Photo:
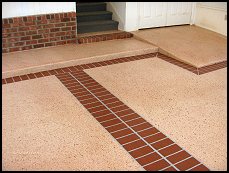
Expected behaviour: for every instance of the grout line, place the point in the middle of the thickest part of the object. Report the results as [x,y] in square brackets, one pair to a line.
[131,141]
[106,120]
[93,107]
[126,115]
[113,125]
[124,136]
[104,115]
[158,140]
[183,160]
[151,135]
[145,129]
[137,148]
[114,102]
[127,125]
[193,167]
[166,146]
[164,168]
[161,56]
[133,119]
[152,162]
[122,110]
[139,124]
[175,153]
[146,155]
[119,130]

To do:
Retype each record exactly as it stands, but do not include the pictures.

Final result:
Photo:
Expected behaviour: for every instance of the grout line, place the point in the middle of the thickest part of the object. Report the results as [x,y] in square brackets, one pair to a line.
[131,141]
[106,120]
[93,107]
[126,115]
[113,125]
[124,136]
[104,115]
[158,140]
[183,160]
[151,135]
[145,129]
[137,148]
[114,102]
[127,125]
[193,167]
[166,146]
[164,168]
[161,56]
[133,119]
[152,162]
[122,110]
[139,124]
[175,153]
[146,155]
[119,130]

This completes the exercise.